[[ Supplied data open ]]
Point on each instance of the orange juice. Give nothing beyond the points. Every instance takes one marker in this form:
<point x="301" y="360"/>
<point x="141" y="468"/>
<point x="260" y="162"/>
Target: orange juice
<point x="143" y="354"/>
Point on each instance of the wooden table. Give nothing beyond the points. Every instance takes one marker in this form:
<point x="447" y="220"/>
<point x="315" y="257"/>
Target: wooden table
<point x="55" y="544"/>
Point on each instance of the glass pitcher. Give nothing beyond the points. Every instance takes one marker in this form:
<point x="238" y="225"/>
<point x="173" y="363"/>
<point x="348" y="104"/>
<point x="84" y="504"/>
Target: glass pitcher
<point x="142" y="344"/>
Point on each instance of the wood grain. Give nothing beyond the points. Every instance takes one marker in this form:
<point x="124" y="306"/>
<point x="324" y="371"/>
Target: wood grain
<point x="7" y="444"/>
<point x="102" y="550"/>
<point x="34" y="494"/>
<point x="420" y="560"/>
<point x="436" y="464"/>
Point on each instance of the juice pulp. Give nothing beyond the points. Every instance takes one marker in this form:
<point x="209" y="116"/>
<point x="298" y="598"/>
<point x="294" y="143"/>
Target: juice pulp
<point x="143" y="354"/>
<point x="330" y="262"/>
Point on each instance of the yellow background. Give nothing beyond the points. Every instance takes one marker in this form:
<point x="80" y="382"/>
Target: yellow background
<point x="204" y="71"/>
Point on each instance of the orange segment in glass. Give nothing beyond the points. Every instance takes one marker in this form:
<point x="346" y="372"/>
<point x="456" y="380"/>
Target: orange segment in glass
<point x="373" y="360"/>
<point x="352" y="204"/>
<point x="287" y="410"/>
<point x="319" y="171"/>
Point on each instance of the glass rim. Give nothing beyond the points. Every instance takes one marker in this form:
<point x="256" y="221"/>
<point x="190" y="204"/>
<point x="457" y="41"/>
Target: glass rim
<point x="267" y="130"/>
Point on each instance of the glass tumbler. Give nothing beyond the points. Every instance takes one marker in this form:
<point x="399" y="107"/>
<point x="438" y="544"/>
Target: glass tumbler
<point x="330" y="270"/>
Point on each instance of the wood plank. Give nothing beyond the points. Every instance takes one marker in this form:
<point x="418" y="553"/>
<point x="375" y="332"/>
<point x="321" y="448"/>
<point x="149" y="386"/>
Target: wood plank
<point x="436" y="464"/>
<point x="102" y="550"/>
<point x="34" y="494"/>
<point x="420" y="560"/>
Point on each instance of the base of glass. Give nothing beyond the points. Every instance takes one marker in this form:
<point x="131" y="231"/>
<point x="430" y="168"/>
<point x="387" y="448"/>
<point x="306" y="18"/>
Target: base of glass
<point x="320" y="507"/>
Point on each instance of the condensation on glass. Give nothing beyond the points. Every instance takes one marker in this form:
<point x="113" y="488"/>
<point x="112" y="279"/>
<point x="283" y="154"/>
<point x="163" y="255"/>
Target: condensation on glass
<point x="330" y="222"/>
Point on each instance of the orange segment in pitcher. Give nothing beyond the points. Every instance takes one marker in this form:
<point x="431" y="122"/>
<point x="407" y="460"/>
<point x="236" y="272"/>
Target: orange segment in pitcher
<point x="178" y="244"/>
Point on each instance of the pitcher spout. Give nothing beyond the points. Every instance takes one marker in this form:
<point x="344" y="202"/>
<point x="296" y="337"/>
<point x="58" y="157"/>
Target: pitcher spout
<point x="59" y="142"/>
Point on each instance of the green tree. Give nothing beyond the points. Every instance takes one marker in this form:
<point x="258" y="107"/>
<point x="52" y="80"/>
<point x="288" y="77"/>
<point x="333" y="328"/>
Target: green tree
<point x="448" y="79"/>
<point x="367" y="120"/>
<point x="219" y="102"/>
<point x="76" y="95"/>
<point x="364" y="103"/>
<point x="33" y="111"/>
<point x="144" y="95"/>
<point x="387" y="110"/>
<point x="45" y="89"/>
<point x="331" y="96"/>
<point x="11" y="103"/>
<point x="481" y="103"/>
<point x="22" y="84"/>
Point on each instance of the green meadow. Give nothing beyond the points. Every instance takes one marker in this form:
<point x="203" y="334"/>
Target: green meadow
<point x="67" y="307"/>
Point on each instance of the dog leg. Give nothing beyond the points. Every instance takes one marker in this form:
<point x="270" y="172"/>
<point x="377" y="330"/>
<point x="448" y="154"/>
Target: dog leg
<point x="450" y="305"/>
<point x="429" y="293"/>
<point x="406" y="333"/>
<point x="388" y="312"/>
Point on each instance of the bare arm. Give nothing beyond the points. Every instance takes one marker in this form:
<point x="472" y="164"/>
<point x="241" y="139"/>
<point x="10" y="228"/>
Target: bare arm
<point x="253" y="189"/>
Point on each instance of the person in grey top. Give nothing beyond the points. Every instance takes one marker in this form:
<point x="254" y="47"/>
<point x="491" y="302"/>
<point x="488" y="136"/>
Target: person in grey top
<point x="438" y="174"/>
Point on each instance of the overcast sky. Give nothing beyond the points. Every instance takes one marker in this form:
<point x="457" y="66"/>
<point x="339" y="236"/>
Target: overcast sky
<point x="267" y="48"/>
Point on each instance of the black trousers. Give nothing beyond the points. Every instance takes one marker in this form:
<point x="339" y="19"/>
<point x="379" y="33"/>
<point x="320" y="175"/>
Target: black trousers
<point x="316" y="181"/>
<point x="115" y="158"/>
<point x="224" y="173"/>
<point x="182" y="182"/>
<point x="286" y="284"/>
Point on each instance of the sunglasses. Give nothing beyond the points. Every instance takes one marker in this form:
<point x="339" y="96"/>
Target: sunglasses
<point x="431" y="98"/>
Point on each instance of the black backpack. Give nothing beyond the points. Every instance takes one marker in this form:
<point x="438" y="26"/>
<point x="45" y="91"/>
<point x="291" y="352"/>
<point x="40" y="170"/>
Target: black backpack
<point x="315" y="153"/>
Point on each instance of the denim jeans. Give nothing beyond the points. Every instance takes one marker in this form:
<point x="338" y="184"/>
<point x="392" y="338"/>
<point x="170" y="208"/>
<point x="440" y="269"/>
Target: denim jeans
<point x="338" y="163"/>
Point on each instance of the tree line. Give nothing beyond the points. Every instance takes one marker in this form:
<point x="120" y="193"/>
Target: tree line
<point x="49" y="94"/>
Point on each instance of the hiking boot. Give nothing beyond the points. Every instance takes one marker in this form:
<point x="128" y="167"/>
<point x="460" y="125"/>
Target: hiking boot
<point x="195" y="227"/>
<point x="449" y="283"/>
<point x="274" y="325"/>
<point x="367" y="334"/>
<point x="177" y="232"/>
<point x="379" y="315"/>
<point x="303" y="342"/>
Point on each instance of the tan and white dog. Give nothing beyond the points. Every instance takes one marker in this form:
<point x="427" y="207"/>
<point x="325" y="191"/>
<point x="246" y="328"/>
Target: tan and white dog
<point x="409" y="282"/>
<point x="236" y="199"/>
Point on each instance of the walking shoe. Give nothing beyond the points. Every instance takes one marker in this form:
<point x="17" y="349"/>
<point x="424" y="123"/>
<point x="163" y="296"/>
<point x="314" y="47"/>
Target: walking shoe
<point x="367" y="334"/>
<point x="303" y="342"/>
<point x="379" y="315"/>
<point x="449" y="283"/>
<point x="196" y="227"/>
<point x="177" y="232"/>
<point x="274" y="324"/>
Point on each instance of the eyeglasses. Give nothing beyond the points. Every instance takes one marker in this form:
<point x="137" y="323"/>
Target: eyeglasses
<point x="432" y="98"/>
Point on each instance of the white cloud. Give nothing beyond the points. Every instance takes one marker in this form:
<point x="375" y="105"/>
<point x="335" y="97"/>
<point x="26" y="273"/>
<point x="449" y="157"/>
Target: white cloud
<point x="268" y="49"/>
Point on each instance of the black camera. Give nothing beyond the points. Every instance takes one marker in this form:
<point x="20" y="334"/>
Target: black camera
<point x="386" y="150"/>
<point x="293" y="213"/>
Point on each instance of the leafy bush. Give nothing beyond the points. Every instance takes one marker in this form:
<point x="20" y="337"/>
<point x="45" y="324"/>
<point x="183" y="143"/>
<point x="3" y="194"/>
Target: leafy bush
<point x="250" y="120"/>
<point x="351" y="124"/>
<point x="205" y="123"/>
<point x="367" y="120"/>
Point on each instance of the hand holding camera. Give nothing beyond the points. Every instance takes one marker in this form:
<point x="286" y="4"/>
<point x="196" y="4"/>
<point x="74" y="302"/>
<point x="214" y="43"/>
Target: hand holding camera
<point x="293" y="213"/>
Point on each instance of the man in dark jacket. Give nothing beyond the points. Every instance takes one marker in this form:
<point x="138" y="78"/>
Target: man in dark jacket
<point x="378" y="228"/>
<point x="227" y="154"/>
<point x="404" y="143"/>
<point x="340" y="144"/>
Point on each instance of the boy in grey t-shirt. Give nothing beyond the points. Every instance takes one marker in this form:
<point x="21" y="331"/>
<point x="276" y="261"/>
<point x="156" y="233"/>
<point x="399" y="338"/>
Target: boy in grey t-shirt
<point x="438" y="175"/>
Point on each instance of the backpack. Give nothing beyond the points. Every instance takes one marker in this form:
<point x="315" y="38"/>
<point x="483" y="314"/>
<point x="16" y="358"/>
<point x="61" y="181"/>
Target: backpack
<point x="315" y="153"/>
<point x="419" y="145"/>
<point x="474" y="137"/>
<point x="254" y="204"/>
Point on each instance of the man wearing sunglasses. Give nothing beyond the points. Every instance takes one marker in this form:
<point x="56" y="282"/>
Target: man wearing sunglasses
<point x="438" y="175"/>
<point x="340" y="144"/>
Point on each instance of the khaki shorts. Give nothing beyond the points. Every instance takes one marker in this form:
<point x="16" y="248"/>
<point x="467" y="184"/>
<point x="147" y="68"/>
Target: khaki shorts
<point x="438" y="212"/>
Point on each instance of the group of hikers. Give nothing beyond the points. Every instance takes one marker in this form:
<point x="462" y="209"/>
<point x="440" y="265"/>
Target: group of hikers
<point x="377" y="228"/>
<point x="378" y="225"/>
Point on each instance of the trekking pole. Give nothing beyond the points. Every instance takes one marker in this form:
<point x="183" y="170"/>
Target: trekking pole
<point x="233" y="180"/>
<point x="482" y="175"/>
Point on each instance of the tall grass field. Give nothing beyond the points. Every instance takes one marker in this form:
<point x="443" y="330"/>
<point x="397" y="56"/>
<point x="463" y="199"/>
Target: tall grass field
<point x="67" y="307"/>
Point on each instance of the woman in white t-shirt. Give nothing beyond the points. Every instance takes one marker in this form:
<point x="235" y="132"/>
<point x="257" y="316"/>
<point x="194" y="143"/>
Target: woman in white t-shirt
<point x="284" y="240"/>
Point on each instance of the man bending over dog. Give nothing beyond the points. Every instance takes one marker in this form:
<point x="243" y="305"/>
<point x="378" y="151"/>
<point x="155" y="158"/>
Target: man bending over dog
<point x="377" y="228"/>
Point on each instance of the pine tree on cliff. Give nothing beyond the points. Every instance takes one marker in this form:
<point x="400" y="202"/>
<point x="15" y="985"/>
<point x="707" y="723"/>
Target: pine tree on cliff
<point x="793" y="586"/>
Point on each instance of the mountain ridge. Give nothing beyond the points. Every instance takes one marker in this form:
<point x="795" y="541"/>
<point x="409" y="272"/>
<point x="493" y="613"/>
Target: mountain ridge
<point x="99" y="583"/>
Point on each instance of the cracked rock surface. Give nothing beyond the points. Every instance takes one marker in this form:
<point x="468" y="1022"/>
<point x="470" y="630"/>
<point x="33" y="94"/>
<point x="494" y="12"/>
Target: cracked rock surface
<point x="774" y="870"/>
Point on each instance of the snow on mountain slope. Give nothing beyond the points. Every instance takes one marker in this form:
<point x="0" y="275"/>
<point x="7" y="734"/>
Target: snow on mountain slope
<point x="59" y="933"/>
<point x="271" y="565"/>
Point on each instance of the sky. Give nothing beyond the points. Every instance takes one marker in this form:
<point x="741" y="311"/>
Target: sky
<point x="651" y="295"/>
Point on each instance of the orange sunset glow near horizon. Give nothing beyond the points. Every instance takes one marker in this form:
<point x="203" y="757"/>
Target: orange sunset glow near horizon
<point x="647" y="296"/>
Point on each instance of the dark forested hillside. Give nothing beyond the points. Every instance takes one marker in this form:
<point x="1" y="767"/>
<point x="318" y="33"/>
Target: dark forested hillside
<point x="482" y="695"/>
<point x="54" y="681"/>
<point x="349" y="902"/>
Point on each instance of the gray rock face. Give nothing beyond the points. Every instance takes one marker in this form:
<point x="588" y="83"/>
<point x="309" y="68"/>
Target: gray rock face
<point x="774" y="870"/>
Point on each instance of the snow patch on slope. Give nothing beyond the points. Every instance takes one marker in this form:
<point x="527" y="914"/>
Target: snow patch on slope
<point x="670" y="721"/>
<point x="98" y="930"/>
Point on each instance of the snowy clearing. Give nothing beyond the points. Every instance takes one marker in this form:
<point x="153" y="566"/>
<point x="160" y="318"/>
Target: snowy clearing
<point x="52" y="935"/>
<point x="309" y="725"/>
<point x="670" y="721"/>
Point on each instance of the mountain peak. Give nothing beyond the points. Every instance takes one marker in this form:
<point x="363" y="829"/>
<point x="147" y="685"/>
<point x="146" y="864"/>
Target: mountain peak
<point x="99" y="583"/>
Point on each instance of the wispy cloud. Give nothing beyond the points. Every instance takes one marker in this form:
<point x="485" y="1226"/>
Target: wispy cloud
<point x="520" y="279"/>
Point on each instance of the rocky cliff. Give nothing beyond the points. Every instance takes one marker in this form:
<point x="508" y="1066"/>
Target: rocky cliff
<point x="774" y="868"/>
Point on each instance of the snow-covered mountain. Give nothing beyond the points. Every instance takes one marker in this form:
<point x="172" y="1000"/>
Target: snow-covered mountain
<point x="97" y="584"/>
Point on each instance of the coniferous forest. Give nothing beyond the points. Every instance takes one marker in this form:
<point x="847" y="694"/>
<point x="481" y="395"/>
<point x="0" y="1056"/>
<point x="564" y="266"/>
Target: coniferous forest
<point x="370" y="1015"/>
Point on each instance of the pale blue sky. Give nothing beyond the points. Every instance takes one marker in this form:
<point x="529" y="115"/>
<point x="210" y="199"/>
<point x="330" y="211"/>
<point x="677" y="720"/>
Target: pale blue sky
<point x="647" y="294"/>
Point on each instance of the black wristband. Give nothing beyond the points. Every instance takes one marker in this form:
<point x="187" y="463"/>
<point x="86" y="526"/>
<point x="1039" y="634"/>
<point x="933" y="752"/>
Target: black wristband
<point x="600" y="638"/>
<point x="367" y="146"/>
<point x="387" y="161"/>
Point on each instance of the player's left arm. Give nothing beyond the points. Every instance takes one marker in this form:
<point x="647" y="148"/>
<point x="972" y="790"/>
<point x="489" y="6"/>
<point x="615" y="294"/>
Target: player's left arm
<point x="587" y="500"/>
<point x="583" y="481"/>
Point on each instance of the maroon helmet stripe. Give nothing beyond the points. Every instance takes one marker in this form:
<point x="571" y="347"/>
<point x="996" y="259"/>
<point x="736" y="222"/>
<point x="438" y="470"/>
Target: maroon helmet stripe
[[ Supplied data closed ]]
## About this exercise
For this listing, copy out every line that includes the word "helmet".

## Response below
Point on each instance of the maroon helmet stripe. Give nothing beyond the points. Every instance takes one marker in this form:
Target: maroon helmet stripe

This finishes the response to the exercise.